[start of Recorded data]
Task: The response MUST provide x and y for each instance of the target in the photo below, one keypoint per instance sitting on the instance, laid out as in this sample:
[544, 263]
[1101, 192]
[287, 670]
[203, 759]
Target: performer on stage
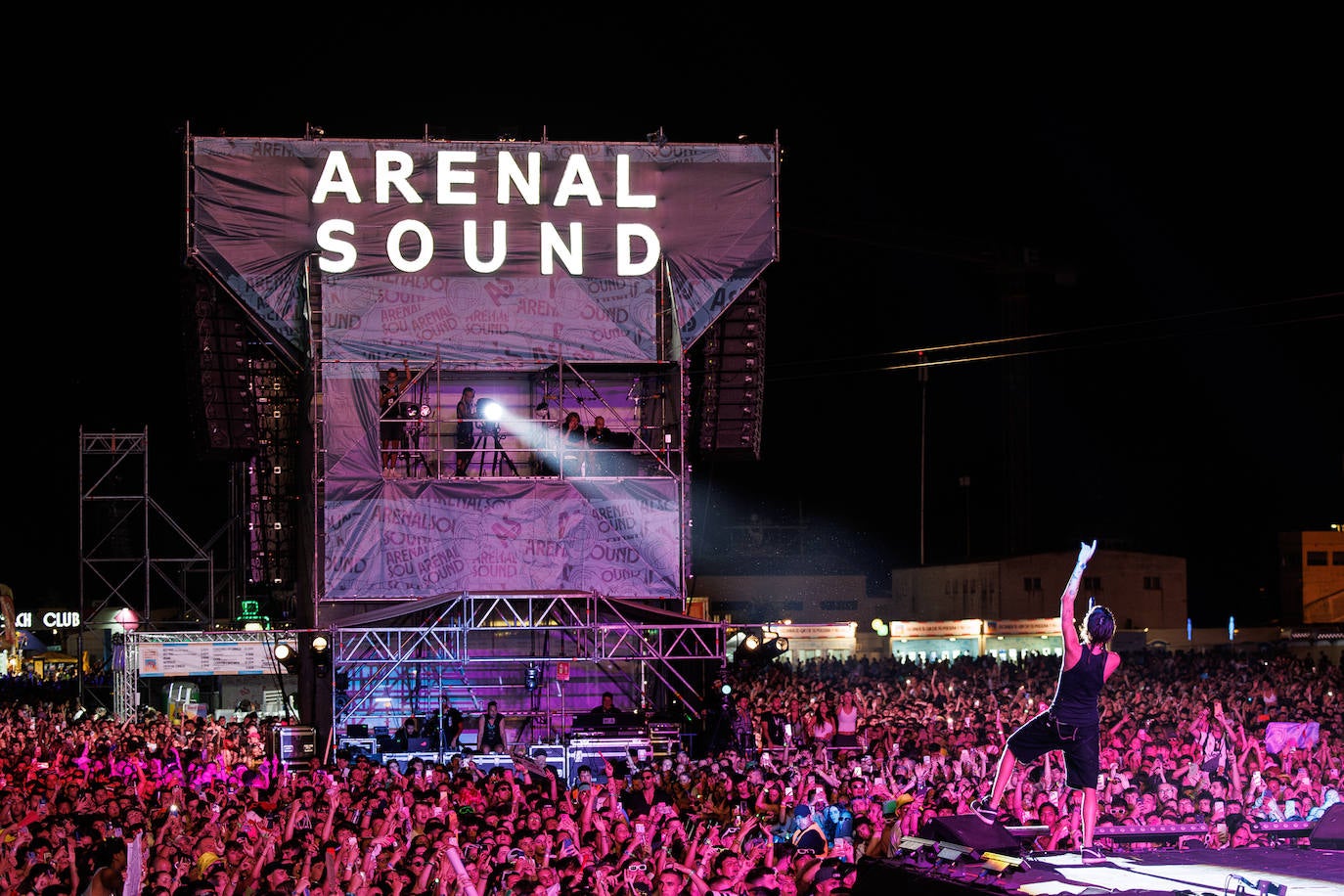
[489, 737]
[1073, 720]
[end of Recorded data]
**What you should do**
Please repeat the listing above, swapping "performer" for "dancer" and changing nothing else. Leave the pictures out.

**Task answer**
Task: The response MUST provide x and y for each instance of the target in the photo below, one keypoint per instance sitting on the instance, laid out as in this sample:
[544, 263]
[1101, 192]
[287, 670]
[203, 759]
Target: dancer on stage
[489, 737]
[1073, 720]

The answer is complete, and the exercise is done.